# Estratto del testo
_ _ _ _ _ _ _
Cenerella - Psicofavola
Soggetto Sceneggiatura Regia: Lina Mangiacapre
Musiche Originali: Nemesiache
Nazionalità: Italia
Durata: 90 minuti
Anno: 1973
Produzione: Cooperativa Le Tre Ghinee
E' la denuncia dell’oppressione di una donna – Cenerella -,
isolata fra tre uomini: il padre e i fratelli che rappresentano la
cultura maschile, ingannata dal mito dell’amore – il principe -.
La mancanza di conoscenza della storia di lotta e di morte delle
altre donne è la perdita della propria memoria storica,
personificata dalla Donna- Memoria. La scelta di legare all'uomo
il proprio destino è la perdita dei propri poteri di donna: magia,
alchimia, astrologia, del proprio corpo, ed è la perdita di
Attannurreta, la dimensione totale e autonoma del femminile.
Attannu e Arreta, termine della tradizione orale popolare
napoletana. Cenerella - Donna Memoria - Attannureta, sono una
stessa realtà divisa in tre aspetti che ritrovati e riuniti
conducono alla liberazione.
_ _ _ _ _ _ _
# Dati forniti
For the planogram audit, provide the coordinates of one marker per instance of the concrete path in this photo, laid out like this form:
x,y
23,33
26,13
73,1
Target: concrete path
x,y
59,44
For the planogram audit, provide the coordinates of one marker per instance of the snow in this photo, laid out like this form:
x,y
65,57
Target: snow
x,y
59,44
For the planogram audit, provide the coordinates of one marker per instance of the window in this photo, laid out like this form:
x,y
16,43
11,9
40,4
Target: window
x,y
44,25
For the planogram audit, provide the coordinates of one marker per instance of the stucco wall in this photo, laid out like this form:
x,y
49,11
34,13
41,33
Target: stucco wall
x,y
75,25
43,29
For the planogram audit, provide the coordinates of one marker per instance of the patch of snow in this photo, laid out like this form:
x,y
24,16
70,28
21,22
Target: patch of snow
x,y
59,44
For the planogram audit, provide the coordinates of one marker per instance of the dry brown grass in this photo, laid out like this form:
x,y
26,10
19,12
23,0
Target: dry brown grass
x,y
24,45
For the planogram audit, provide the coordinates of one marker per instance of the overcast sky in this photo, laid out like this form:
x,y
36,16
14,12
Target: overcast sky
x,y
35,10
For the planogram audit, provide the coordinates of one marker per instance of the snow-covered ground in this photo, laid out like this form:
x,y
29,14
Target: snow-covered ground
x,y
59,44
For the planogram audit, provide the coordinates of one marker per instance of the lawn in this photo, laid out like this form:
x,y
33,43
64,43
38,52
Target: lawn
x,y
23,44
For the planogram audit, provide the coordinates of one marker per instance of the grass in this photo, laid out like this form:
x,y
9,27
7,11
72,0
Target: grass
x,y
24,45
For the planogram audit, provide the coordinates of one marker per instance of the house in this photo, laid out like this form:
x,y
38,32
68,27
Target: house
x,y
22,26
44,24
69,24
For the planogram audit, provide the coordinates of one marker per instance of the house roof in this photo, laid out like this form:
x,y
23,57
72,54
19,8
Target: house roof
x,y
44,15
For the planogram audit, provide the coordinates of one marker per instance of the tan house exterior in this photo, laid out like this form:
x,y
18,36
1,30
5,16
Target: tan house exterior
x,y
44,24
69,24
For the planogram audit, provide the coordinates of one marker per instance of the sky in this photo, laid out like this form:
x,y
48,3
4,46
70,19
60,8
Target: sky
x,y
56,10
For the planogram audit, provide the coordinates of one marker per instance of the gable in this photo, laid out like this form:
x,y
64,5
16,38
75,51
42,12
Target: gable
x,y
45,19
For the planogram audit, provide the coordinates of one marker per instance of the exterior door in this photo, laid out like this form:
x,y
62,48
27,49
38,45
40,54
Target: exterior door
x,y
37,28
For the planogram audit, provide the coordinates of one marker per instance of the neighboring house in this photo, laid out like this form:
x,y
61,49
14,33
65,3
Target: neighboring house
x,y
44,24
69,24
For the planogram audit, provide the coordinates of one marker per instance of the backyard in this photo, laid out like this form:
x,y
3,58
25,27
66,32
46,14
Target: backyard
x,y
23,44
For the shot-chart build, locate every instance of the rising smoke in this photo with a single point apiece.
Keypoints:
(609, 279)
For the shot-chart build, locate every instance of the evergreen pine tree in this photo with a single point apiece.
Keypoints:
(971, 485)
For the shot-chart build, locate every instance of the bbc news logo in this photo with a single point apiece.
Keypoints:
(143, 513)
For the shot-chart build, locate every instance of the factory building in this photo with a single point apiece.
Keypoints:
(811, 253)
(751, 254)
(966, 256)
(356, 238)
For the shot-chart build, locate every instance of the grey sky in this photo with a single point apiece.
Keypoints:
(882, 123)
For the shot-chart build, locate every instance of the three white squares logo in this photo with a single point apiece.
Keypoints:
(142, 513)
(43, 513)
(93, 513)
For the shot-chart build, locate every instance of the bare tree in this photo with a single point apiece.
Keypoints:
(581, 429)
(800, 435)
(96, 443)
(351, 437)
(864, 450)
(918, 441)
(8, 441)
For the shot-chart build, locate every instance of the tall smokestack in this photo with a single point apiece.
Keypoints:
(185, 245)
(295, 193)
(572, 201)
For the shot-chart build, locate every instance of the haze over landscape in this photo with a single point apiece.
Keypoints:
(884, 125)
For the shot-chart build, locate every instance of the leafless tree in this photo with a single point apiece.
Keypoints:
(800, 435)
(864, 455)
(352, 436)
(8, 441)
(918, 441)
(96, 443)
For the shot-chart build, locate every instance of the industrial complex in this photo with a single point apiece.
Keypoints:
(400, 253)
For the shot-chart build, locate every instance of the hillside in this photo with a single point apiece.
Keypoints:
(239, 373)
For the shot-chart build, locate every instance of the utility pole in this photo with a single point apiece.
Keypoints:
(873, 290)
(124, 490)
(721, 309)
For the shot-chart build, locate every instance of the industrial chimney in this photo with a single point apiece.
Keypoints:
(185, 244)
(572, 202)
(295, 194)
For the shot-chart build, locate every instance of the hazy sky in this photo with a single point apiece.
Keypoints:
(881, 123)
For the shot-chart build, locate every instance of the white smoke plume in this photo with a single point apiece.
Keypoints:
_ _ _ _ _ _ _
# Esercizi
A. Nella scheda del film Cenerella, quali personaggi rappresentano la cultura maschile?
B. Prosegui la scheda del film Cenerella partendo dopo la sua ultima frase.

# Soluzioni degli esercizi
A. Il padre e i fratelli di Cenerella.

B.
6 – 7 maggio 1973 - Teatro Club - Napoli
9 – 10- 11 febbraio 1975 Teatro il Quarto – Quarto Oggiaro –
Milano
9 marzo 1975 - Teatro degli Stracci – Napoli
29 -29 giugno 1975 Arsenali - Amalfi
Rassegna
Femminismo/ Cenerentola – Vista dalle donne
AUT – Maggio 1973 di Adele Cambria
Dicono:” Noi denunciamo, noi rigettiamo, noi rivendichiamo, noi ci
esprimiamo: con il teatro”. Dicono:” Sino ad ora la donna è stata
espressa dall’uomo e si è espressa tramite l’uomo che capitalizza
la sua creatività, le sue idee, il suo lavoro, le sue energie
vitali. Usiamo il cinema per vivere la nostra creatività, la
nostra fantasia, la nostra immaginazione. Perché questo ci
diverte”.
Due documenti femministi, il primo del gruppo napoletano “Le
Nemesiache”, l’altro del Collettivo Romano Femminista di Cinema,
parlano coraggiosamente a questo modo e, dando per scontati i
sarcasmi, centrano il problema dello spazio culturale che le donne
hanno bisogno di gestire, finalmente, in proprio, in prima
persona: muse, ispiratrici, ninfe egerie, male femmine o vipere,
le donne sono state quasi costantemente “viste” dagli altri (dagli
uomini) in ogni tipo di espressione o rappresentazione culturale,
dal poema omerico a quello scespiriano o dantesco, e ancora nella
pittura e nella statuaria, dalla iconografia etrusca a Moore, nel
teatro – da Euripide a Goldoni a Beckett – perfino nel cinema,, un
mezzo di creazione relativamente giovane. Le donne non creano,
sono create, inventate dagli altri secondo schemi che esprimono la
mentalità dominante (maschile): la donna, sia pure “protagonista”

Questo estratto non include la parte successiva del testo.